> [MATERIAL]
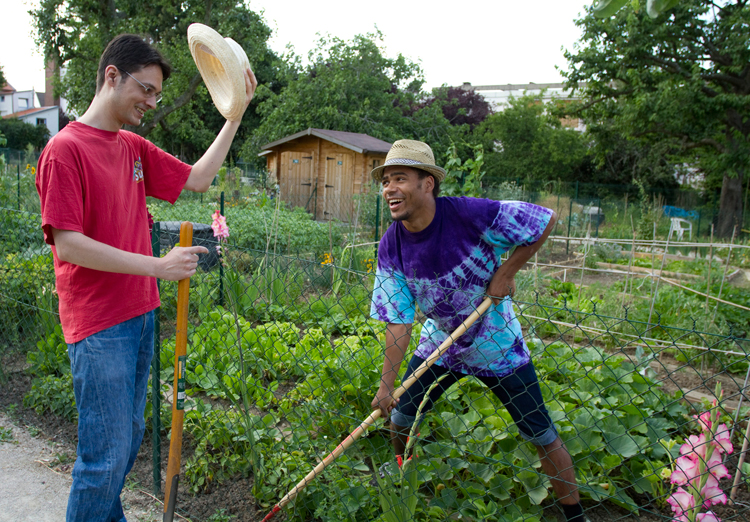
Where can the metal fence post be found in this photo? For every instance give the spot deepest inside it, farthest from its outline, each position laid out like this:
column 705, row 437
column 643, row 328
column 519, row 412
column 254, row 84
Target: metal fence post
column 155, row 382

> [GIVEN PROBLEM]
Reproduce all of the material above with "steel fence post" substituted for every occurrence of "metal fence post", keeping everything else unchanged and leaving out the pictures.

> [EXPECTED ANSWER]
Where can the steel fence post be found in this photo? For every instance give the spot deepest inside it, farthest from its outline, each position laid out like this:
column 705, row 437
column 643, row 328
column 519, row 412
column 254, row 84
Target: steel fence post
column 155, row 382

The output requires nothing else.